Question 3: Hernando buys a house worth £268,000, and its value rises at a compound rate of x\% per year. After 2 years, it is worth £292,662.70. Work out the value of x.
[4 marks]
This is a challenging question, but if we tackle it slowly and logically, we should be fine!
In most questions of this type, we have a starting value which we multiply by a percentage multiplier in order to arrive at the final value. In this question, we have the final value and not the percentage multiplier, so we will need to do some rearranging.
* * * * * * * * *
**WRITTEN EXERCISE 1:**
According to the worked question, what is Hernando's house worth after 2 years?
* * * * * * * * *
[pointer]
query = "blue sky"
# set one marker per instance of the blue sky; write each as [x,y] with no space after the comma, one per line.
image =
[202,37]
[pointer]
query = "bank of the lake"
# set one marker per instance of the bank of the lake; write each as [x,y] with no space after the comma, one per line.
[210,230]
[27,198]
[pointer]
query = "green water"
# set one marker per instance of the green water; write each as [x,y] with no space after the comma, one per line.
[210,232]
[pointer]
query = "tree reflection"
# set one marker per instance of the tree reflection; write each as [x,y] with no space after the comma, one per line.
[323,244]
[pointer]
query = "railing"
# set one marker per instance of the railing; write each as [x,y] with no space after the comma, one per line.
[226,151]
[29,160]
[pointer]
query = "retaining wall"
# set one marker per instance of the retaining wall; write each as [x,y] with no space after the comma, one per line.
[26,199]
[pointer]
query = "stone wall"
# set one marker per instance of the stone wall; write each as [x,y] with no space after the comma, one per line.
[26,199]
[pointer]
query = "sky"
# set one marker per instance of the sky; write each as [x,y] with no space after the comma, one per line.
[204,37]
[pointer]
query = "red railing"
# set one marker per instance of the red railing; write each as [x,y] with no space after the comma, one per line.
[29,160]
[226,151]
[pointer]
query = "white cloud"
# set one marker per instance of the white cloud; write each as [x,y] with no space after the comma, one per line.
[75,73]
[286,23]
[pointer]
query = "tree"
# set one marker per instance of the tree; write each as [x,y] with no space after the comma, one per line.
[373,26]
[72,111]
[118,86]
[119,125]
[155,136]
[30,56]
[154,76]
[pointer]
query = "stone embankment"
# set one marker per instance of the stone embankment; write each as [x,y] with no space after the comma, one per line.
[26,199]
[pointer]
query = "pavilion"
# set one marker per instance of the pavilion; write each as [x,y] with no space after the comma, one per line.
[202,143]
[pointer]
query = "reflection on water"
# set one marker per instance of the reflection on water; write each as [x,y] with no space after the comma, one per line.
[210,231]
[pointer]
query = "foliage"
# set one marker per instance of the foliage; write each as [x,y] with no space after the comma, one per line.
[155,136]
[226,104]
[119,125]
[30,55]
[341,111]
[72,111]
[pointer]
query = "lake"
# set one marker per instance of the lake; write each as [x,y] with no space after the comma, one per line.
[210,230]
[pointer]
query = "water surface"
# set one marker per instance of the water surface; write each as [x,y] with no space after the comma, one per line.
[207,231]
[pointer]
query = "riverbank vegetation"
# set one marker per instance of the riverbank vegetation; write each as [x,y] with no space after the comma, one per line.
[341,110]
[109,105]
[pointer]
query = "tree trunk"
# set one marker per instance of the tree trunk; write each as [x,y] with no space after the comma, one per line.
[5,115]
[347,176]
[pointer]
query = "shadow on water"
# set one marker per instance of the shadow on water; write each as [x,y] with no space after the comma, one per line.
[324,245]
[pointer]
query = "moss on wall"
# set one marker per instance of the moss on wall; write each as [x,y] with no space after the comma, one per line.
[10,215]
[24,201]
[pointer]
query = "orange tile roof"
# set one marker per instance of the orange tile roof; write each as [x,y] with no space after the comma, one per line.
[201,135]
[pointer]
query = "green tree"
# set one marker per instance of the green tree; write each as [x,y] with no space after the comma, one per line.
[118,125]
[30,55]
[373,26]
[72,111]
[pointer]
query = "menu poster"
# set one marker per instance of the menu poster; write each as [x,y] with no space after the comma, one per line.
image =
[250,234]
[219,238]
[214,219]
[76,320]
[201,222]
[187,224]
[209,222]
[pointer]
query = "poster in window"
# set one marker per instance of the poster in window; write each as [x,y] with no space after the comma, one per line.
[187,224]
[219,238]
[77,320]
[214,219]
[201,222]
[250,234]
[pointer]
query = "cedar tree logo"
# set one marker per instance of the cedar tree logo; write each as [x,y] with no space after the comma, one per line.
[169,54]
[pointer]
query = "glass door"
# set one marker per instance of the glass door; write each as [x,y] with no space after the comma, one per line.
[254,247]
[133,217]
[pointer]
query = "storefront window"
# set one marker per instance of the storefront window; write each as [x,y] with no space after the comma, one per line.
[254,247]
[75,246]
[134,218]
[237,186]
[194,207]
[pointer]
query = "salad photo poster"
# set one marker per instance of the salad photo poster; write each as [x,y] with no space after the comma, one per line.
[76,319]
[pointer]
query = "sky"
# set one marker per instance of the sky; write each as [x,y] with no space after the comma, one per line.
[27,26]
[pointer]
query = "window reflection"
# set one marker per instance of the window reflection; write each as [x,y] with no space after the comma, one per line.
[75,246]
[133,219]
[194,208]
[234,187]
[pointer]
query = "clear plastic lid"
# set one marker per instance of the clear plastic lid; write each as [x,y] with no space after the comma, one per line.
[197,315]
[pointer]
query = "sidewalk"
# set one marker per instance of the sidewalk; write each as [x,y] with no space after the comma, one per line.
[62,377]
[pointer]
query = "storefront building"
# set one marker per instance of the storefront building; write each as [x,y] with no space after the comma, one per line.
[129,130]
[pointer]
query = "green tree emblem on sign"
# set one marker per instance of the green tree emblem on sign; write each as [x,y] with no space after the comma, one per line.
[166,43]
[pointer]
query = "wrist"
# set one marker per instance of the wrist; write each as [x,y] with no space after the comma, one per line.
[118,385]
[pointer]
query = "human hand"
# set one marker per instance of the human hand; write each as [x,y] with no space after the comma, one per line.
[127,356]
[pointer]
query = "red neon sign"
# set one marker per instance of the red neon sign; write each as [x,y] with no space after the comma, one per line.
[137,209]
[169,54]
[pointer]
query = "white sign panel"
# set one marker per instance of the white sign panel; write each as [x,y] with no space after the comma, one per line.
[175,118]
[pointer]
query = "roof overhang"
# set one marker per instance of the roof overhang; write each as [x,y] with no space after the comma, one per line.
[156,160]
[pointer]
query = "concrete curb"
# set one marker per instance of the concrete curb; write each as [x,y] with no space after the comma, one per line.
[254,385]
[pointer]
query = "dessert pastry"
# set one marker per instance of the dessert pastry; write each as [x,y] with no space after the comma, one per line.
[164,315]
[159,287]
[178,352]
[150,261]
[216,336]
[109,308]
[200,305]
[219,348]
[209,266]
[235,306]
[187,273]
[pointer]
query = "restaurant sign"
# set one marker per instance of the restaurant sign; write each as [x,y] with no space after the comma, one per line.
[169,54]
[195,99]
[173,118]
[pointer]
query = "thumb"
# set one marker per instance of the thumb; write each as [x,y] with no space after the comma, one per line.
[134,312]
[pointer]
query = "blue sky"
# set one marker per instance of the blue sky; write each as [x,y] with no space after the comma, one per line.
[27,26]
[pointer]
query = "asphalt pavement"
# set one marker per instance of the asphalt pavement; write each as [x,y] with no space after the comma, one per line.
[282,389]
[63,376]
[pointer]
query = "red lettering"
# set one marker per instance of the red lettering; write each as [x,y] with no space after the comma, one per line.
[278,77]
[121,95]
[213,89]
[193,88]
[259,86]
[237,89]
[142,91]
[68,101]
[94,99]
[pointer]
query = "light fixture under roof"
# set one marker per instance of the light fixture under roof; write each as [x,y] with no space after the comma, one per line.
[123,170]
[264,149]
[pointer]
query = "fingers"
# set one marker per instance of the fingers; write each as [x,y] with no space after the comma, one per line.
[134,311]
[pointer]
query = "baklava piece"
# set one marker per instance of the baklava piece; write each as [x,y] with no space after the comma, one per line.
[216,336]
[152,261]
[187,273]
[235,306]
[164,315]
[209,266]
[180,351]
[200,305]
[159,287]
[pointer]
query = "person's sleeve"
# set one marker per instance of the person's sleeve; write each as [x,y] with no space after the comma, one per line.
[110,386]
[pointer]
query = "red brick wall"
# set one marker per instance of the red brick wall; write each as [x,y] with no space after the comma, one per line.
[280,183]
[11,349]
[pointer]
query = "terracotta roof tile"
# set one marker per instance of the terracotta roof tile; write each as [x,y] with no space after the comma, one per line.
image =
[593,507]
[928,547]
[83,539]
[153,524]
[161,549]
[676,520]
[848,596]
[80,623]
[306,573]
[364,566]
* * * * * * * * *
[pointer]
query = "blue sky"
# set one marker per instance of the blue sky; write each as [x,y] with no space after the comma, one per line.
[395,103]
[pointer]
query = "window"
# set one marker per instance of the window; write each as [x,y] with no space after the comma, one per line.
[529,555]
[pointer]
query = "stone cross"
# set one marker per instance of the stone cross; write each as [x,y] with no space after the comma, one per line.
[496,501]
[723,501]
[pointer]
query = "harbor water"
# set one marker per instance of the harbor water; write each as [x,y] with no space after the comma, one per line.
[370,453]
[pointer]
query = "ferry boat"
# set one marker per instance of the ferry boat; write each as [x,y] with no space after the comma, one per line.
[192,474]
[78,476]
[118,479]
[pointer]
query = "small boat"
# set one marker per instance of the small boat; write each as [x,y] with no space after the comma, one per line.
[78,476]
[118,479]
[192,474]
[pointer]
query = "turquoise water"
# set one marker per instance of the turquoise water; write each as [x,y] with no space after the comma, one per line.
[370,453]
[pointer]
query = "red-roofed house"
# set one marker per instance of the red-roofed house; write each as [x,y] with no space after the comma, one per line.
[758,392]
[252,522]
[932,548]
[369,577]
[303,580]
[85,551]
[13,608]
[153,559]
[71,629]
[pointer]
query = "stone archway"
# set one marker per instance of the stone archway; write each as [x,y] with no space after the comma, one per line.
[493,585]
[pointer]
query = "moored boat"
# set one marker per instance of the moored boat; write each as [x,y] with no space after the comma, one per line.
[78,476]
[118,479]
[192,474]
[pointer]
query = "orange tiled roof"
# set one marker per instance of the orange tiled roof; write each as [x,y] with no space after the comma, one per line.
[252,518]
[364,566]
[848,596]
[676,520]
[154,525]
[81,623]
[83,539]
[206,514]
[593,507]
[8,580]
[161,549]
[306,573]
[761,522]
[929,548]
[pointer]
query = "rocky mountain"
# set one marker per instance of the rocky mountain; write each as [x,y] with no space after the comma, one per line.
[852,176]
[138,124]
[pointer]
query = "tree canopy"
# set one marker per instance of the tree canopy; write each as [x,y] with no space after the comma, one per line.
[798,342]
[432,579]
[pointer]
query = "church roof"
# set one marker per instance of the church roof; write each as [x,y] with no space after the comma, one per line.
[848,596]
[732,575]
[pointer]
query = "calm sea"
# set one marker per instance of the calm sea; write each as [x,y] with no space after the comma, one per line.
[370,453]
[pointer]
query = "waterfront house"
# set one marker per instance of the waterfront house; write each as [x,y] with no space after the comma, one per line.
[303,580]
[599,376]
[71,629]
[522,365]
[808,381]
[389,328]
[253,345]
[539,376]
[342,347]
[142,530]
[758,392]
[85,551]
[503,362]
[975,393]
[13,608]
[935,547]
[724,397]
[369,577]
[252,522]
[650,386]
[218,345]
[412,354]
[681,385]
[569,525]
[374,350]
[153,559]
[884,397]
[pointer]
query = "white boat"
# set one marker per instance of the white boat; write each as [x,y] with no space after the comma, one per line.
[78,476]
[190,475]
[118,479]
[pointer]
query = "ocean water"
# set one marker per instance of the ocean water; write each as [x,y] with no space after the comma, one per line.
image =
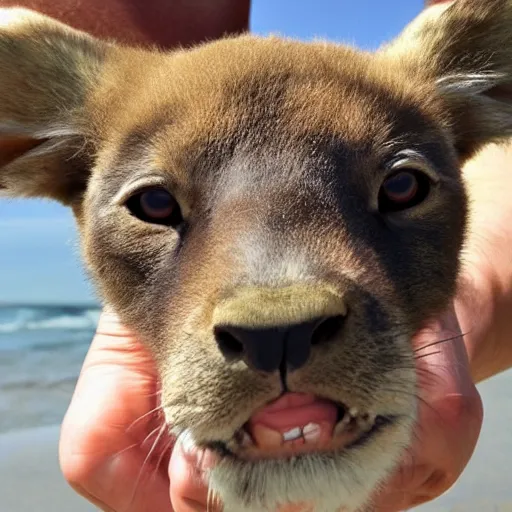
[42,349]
* * * * * * * * *
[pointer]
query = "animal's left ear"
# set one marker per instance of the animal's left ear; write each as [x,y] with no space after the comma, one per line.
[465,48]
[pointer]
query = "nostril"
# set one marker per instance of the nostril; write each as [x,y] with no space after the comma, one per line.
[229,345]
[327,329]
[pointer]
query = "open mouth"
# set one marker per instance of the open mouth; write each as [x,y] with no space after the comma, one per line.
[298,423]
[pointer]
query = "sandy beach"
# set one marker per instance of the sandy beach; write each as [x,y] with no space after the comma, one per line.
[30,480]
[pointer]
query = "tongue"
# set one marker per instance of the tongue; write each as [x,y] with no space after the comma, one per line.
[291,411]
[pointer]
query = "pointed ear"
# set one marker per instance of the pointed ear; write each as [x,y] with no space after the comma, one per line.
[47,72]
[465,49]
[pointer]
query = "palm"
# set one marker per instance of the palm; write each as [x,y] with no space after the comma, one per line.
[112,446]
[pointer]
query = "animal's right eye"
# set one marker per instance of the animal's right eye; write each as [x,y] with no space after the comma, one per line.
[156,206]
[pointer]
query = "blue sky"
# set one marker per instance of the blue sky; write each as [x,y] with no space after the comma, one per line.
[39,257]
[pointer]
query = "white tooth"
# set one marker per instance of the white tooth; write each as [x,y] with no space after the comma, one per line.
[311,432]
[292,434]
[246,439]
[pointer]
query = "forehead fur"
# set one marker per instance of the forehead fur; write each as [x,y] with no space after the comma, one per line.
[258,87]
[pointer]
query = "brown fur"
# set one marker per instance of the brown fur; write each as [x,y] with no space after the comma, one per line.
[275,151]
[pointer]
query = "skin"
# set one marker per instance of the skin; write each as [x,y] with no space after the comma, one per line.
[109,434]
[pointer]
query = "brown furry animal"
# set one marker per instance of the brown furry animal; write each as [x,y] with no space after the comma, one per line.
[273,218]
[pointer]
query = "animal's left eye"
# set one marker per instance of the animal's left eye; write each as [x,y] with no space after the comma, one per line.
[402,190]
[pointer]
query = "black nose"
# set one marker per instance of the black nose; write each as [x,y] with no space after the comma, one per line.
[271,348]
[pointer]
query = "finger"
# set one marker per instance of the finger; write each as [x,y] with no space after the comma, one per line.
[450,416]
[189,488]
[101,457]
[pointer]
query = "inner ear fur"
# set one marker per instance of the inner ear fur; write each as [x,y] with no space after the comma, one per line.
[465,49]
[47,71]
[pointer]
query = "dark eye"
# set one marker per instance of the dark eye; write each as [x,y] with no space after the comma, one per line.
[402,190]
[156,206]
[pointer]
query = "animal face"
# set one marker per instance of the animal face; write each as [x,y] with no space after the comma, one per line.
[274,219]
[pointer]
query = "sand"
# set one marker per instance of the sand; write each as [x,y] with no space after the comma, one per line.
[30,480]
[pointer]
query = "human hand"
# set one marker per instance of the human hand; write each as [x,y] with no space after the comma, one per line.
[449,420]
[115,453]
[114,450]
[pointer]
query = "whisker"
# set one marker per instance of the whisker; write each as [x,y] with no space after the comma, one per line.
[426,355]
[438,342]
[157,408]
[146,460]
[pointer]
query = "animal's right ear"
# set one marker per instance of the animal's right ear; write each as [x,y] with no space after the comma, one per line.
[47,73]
* * * * * * * * *
**WRITTEN EXERCISE 2:**
List every line of the records that contains the word "left".

**TASK RESULT 1:**
£292,662.70

**TASK RESULT 2:**
query = "animal's left ear"
# set one marker per instance of the animal's left ear; write each as [x,y] with no space after the comma, one per line.
query = "animal's left eye"
# set one marker per instance of the animal's left eye; write each as [x,y] with no space after the comma, one per line.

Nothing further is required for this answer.